### [What you are asked to do]
Output all of the entries below precisely as written.

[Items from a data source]
▬▬▬▬▬▬▬▬▬▬

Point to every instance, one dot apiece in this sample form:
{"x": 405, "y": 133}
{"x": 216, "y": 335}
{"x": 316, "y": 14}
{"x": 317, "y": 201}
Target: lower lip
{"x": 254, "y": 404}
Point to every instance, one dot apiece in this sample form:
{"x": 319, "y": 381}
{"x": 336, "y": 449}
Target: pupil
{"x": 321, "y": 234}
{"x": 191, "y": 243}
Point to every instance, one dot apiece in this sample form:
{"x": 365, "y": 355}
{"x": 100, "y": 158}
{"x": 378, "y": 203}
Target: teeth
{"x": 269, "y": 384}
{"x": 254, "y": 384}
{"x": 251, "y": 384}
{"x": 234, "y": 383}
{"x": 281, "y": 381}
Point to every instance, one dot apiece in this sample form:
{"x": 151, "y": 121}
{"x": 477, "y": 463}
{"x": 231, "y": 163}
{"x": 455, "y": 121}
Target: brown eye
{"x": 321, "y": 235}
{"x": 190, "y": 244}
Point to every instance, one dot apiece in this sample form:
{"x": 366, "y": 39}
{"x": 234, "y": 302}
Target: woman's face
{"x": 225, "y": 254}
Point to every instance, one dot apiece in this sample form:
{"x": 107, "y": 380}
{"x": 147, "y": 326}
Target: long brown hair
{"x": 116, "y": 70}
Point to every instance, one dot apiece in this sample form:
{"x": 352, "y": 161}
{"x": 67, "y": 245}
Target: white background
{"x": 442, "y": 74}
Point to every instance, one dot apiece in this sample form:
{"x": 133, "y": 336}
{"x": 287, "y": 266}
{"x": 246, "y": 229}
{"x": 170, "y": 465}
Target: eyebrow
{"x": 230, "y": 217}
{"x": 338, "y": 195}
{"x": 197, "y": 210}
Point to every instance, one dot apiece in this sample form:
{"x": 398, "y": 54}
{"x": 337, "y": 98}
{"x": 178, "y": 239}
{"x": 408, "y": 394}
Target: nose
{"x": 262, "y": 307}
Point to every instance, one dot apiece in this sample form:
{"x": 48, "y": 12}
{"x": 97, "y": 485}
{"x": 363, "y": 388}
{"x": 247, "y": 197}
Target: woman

▬▬▬▬▬▬▬▬▬▬

### [Output for this exercise]
Point to every instance, one dot apiece in this sample form:
{"x": 405, "y": 133}
{"x": 216, "y": 335}
{"x": 316, "y": 14}
{"x": 317, "y": 201}
Target: lower lip
{"x": 254, "y": 404}
Point to every instance, one dot apiece in this sample form:
{"x": 319, "y": 381}
{"x": 336, "y": 449}
Target: pupil
{"x": 321, "y": 234}
{"x": 191, "y": 243}
Point to every instance, one dot apiece in this sample form:
{"x": 365, "y": 355}
{"x": 100, "y": 158}
{"x": 378, "y": 203}
Target: teeth
{"x": 269, "y": 384}
{"x": 254, "y": 384}
{"x": 251, "y": 384}
{"x": 234, "y": 383}
{"x": 281, "y": 381}
Point to every instance, one dot apiece in this sample form:
{"x": 151, "y": 121}
{"x": 477, "y": 463}
{"x": 231, "y": 163}
{"x": 455, "y": 121}
Target: brown eye
{"x": 321, "y": 235}
{"x": 190, "y": 244}
Point to every instance, one dot apiece in this sample form:
{"x": 366, "y": 39}
{"x": 234, "y": 302}
Target: woman's face
{"x": 225, "y": 254}
Point to every instance, one dot apiece in this sample form:
{"x": 107, "y": 380}
{"x": 147, "y": 326}
Target: long brown hair
{"x": 116, "y": 70}
Point to every instance, one dot apiece in this sample form:
{"x": 352, "y": 161}
{"x": 67, "y": 245}
Target: white background
{"x": 442, "y": 74}
Point to every instance, one dot apiece in this sample form:
{"x": 133, "y": 336}
{"x": 287, "y": 266}
{"x": 246, "y": 229}
{"x": 170, "y": 465}
Target: eyebrow
{"x": 230, "y": 217}
{"x": 338, "y": 195}
{"x": 197, "y": 210}
Point to every instance, one dot apiece in this sample form:
{"x": 398, "y": 54}
{"x": 337, "y": 98}
{"x": 178, "y": 239}
{"x": 408, "y": 394}
Target: nose
{"x": 262, "y": 307}
Point to every instance, one dot apiece in this sample form:
{"x": 48, "y": 12}
{"x": 97, "y": 485}
{"x": 363, "y": 388}
{"x": 247, "y": 197}
Target: woman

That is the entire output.